::: Material shown

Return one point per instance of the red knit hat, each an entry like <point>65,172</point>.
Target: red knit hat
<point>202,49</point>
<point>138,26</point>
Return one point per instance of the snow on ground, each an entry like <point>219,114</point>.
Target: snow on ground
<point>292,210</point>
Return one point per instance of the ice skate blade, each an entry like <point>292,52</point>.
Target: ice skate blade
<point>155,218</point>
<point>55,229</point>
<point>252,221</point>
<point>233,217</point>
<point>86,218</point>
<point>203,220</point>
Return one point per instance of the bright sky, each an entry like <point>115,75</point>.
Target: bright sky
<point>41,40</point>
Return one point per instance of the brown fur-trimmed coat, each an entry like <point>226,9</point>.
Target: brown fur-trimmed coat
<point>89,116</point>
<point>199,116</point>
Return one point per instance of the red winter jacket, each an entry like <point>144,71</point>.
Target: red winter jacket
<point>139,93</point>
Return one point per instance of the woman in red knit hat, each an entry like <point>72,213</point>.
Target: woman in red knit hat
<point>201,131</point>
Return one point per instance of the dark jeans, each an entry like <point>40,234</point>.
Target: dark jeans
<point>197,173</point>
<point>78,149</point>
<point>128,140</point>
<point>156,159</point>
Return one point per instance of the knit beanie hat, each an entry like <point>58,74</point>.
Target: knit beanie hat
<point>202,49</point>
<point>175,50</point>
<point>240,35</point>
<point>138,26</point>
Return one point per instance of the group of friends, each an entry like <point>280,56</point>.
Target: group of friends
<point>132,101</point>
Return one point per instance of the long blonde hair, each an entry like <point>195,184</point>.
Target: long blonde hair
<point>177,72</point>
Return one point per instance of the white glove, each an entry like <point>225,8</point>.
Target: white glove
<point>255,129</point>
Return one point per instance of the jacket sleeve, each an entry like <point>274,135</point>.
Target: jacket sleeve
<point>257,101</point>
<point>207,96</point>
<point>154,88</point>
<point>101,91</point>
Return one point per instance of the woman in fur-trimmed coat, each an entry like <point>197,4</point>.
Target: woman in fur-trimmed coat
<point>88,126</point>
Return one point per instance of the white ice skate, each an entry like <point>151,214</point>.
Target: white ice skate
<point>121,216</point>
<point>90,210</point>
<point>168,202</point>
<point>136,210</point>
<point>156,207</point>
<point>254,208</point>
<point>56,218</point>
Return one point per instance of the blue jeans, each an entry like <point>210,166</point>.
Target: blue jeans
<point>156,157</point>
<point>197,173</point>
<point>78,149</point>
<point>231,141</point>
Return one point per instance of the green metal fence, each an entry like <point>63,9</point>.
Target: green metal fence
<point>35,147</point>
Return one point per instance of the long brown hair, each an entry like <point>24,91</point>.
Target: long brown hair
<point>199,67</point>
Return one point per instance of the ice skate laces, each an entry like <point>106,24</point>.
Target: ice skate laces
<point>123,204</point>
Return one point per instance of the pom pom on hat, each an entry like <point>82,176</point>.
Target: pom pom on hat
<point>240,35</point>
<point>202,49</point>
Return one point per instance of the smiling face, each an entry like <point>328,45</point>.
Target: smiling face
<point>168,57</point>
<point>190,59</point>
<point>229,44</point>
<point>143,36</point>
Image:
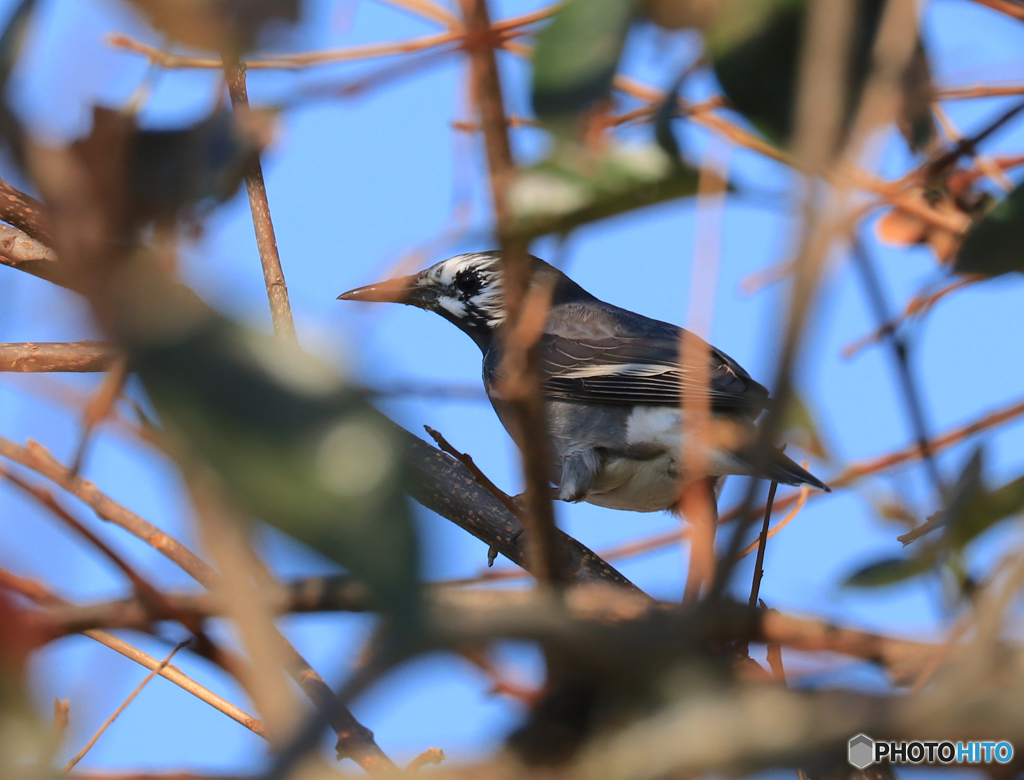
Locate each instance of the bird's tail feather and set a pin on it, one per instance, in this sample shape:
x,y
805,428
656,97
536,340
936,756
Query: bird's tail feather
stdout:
x,y
782,469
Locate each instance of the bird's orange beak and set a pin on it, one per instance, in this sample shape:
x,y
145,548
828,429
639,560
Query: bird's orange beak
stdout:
x,y
402,290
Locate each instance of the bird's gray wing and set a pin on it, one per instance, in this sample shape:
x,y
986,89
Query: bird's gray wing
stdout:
x,y
619,357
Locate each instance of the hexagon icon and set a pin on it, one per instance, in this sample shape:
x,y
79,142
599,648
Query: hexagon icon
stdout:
x,y
861,751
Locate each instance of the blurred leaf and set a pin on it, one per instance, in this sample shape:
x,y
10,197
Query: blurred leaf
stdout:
x,y
576,186
233,26
894,510
995,245
144,175
974,510
11,43
174,169
800,428
294,445
756,53
577,55
892,570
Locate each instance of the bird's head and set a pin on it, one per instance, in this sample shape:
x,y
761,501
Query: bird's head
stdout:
x,y
464,289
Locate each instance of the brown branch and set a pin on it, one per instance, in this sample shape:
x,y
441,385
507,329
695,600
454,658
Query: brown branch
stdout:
x,y
430,755
148,595
26,213
1005,6
526,405
506,30
44,357
114,716
848,476
41,595
332,594
444,485
479,476
971,92
916,306
273,274
353,738
288,62
527,612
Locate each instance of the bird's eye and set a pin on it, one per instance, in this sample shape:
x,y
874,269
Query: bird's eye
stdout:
x,y
467,282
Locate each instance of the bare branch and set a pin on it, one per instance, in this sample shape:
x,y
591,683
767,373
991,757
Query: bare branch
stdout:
x,y
526,404
273,274
45,357
39,594
114,716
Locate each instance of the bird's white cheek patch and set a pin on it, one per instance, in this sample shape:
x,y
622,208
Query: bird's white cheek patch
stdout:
x,y
457,307
654,425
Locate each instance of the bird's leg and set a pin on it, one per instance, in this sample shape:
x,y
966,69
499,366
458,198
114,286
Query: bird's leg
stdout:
x,y
698,503
579,471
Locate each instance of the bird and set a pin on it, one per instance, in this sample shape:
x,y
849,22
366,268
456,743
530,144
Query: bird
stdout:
x,y
611,381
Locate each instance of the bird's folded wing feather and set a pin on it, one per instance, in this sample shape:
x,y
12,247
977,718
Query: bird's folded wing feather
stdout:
x,y
621,367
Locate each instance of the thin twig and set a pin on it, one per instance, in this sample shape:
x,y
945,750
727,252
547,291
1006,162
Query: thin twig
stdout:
x,y
526,405
266,242
911,395
480,477
131,697
801,501
762,544
357,738
41,595
921,304
99,405
504,30
430,755
45,357
146,593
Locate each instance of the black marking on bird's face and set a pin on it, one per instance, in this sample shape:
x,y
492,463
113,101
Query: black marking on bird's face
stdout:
x,y
467,291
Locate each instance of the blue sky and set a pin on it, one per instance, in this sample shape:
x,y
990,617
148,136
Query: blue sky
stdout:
x,y
354,183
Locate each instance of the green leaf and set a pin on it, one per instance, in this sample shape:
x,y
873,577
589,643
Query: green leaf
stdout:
x,y
984,510
891,570
756,54
294,446
577,56
574,186
995,245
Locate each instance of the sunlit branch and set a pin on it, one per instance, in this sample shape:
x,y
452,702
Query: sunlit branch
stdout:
x,y
43,357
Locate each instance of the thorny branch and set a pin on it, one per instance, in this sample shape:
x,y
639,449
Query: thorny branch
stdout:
x,y
911,394
521,385
354,739
124,705
266,241
37,593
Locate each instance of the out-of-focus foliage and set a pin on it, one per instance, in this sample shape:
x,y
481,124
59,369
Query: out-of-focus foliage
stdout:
x,y
576,185
291,442
232,26
757,59
20,735
164,175
995,246
576,58
295,446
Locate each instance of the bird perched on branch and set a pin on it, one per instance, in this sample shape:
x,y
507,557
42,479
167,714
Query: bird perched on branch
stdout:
x,y
612,382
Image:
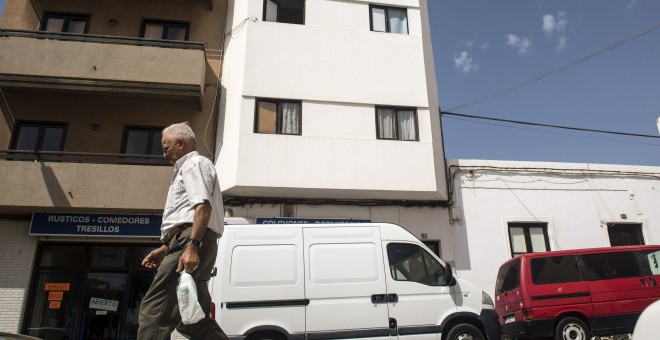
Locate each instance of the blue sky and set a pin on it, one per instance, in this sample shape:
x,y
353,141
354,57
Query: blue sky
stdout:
x,y
484,46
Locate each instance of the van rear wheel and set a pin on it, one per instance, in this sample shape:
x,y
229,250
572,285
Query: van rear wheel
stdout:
x,y
464,331
572,329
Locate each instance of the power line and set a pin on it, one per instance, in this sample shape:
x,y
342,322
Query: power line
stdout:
x,y
547,125
559,69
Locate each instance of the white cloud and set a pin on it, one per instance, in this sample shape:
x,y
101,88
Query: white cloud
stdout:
x,y
463,62
523,45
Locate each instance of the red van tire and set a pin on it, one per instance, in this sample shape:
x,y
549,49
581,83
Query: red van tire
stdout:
x,y
464,331
571,328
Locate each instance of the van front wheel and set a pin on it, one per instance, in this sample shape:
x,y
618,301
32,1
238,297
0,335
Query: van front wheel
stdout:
x,y
464,331
572,329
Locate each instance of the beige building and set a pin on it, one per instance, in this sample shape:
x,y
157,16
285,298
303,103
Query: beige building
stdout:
x,y
86,86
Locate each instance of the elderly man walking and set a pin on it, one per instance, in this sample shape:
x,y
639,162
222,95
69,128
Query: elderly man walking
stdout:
x,y
192,222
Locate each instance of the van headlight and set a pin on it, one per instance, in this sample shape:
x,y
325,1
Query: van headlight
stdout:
x,y
486,299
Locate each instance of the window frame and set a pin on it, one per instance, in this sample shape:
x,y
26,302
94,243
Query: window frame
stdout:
x,y
67,19
166,24
528,240
150,129
42,125
278,115
397,128
276,2
388,29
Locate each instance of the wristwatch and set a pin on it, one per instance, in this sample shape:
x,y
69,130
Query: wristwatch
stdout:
x,y
195,242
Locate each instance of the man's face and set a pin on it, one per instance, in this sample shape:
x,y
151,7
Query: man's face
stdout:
x,y
172,148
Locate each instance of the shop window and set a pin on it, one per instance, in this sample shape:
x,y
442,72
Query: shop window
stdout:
x,y
65,23
528,238
142,141
388,19
285,11
38,137
166,30
278,116
396,123
625,234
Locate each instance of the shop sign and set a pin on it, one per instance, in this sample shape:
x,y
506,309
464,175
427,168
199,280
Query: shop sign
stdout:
x,y
96,303
296,220
79,224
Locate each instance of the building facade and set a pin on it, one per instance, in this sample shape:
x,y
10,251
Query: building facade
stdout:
x,y
85,90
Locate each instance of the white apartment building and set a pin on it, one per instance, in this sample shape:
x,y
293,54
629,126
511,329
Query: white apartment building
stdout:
x,y
329,110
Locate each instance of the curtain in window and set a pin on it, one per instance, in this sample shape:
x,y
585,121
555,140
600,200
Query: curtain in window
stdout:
x,y
398,20
386,123
291,118
406,121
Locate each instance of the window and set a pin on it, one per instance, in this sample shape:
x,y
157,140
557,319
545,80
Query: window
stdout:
x,y
625,234
278,116
286,11
528,238
606,266
555,269
167,30
388,19
38,137
396,123
508,277
142,141
66,23
409,262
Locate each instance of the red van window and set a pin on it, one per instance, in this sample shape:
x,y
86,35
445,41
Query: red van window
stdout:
x,y
606,266
508,277
555,269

::::::

Reproduce the material verbatim, starting with the line containing "Return one point per instance of the group" and continuing through the line containing "<point>177,72</point>", both included.

Return one point per instance of the group of friends, each an entry like <point>280,56</point>.
Target: group of friends
<point>132,101</point>
Return one point per instance of the long blonde hair, each an entry like <point>195,184</point>.
Target: long blonde hair
<point>177,72</point>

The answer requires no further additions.